*The request*: Reproduce, character for character, the lines of the entries starting with the line containing "Segment every instance of the <item>woman" and running through the line containing "175], [324, 181]]]", both included.

[Annotation records]
........

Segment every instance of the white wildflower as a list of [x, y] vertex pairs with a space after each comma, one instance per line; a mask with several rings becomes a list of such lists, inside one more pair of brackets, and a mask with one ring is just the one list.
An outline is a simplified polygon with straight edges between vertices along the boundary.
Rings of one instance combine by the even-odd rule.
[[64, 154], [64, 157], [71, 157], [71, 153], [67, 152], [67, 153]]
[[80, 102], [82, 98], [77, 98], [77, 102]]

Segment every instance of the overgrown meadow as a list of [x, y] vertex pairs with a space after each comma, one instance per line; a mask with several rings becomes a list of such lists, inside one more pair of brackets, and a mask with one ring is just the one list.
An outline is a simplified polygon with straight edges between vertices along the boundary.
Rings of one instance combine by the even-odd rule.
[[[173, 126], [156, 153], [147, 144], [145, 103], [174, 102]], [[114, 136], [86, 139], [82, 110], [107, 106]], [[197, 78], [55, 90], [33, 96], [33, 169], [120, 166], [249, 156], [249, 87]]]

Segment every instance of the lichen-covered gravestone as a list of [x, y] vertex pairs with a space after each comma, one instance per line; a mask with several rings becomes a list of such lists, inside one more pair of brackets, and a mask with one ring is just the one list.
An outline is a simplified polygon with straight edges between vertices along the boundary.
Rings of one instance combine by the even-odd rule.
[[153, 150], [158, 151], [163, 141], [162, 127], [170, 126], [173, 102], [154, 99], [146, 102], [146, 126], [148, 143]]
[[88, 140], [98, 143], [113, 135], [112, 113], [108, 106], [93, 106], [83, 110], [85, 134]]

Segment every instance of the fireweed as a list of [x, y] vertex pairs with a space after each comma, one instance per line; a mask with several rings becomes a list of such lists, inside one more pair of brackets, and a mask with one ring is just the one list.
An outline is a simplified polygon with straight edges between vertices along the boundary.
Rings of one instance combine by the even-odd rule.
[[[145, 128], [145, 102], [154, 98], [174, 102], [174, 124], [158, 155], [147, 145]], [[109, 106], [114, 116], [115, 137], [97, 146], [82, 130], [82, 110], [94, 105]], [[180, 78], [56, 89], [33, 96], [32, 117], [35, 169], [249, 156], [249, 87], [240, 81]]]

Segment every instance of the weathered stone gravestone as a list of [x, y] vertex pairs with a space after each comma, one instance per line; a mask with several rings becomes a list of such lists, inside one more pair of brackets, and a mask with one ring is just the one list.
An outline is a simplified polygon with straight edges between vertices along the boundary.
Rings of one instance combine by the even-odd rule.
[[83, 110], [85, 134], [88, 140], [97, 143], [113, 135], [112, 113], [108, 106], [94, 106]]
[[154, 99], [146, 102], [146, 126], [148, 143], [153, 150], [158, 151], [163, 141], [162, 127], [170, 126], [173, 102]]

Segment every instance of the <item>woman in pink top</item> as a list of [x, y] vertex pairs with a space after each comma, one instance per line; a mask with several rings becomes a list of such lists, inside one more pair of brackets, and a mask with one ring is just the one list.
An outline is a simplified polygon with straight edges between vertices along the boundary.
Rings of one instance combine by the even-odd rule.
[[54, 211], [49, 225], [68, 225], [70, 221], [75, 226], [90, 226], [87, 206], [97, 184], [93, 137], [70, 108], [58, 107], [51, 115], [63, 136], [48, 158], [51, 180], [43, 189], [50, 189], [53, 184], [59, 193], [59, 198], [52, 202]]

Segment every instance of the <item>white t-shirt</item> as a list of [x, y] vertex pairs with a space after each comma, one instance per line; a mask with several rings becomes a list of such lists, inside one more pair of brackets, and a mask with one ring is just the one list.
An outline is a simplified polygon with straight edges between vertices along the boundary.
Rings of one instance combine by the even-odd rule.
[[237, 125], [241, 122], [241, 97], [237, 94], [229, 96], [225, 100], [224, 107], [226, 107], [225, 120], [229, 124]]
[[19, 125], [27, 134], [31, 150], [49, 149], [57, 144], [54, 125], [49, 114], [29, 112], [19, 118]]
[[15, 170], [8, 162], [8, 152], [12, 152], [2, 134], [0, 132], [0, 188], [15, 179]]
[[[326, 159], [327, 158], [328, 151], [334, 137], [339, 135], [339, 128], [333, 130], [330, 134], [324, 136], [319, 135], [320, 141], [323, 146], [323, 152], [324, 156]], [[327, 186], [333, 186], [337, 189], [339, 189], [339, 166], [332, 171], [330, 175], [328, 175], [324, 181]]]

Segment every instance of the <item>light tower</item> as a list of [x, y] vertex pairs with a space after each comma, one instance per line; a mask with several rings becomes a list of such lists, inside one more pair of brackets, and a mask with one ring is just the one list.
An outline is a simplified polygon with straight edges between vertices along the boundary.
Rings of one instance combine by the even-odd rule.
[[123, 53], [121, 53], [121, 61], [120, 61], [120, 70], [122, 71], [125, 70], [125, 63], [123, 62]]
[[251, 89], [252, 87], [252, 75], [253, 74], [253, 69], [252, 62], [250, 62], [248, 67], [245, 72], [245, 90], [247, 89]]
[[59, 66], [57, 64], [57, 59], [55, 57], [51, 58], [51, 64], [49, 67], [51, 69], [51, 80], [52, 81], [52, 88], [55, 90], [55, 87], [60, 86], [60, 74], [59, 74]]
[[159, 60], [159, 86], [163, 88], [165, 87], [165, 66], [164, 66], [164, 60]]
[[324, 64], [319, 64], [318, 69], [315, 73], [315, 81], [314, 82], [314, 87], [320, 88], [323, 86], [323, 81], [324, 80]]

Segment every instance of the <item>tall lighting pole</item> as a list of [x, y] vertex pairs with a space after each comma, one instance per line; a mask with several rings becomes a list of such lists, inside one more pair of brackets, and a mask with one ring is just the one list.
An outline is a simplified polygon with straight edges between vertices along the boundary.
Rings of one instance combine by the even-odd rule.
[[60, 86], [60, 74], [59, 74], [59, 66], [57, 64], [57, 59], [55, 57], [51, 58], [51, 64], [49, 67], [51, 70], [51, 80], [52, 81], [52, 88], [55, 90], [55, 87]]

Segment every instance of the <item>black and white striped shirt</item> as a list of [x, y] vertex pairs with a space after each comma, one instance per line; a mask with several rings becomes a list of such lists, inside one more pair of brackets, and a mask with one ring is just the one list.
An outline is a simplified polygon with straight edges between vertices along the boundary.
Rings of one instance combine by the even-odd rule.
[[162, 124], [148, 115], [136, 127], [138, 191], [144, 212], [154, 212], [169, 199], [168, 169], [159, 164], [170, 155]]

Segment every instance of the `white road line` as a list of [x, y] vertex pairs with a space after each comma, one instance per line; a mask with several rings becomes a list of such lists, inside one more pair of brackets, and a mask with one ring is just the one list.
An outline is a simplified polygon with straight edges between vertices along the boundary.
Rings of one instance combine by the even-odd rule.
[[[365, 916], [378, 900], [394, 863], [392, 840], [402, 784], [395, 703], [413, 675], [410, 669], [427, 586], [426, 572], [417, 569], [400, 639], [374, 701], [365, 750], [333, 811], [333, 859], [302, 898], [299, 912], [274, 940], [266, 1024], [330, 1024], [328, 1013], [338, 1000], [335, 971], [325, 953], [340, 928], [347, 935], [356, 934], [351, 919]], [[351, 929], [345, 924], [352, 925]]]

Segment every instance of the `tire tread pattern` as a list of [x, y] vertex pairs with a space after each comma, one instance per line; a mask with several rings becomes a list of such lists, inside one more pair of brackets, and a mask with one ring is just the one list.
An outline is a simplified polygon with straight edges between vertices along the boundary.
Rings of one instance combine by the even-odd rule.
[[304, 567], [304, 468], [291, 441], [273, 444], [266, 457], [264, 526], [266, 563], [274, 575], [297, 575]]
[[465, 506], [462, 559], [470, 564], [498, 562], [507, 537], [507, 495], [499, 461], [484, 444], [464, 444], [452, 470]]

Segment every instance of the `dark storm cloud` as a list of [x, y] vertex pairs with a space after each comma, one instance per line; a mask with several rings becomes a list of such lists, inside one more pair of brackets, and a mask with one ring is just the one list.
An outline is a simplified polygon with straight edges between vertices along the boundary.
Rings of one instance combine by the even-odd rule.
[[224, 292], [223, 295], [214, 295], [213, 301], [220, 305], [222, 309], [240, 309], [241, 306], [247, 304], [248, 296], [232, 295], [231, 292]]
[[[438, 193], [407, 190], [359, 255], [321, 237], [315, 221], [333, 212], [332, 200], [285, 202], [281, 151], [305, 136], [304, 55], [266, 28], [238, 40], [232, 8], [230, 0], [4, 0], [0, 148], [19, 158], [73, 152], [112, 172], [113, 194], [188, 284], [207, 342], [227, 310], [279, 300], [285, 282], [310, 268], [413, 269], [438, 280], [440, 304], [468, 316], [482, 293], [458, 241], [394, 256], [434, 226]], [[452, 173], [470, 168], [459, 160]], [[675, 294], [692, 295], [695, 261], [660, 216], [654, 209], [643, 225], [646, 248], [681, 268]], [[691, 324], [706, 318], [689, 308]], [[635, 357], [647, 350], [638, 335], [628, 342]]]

........

*Exercise answer*:
Segment every instance of the <item>woman in pink top</item> as a list of [x, y] vertex pairs with a space after each comma, one instance per line; a mask with several rings becomes a list of such lists, inside one more pair of brackets, and a mask with one ring is just the one list.
An outline is a simplified polygon with straight edges between vertices along the boundary.
Rings of one instance combine by the even-odd rule.
[[54, 211], [49, 225], [68, 225], [70, 221], [75, 226], [90, 226], [87, 206], [97, 184], [93, 137], [70, 108], [58, 107], [51, 115], [63, 136], [48, 158], [51, 180], [43, 189], [50, 189], [53, 184], [59, 193], [59, 198], [52, 202]]

Segment every instance of the <item>white t-shirt</item> as a list of [x, y] vertex pairs with a space after each comma, one instance per line; a mask with several rings becomes a list of such lists, inside one more pair of brackets, and a mask with one ring is just the one list.
An outline is a simplified polygon with straight edges between vertices along the boundary.
Rings of one instance combine by the even-odd rule.
[[237, 125], [241, 122], [241, 97], [237, 94], [229, 96], [225, 100], [224, 107], [226, 107], [225, 120], [229, 124]]
[[19, 125], [27, 134], [31, 150], [49, 149], [57, 144], [54, 125], [49, 114], [29, 112], [19, 118]]
[[15, 170], [8, 162], [8, 152], [12, 152], [2, 134], [0, 132], [0, 188], [15, 179]]
[[[326, 159], [327, 158], [328, 151], [334, 137], [339, 135], [339, 128], [333, 130], [330, 134], [324, 136], [319, 135], [320, 141], [323, 146], [323, 152], [324, 156]], [[327, 186], [333, 186], [337, 189], [339, 189], [339, 166], [332, 171], [330, 175], [328, 175], [324, 181]]]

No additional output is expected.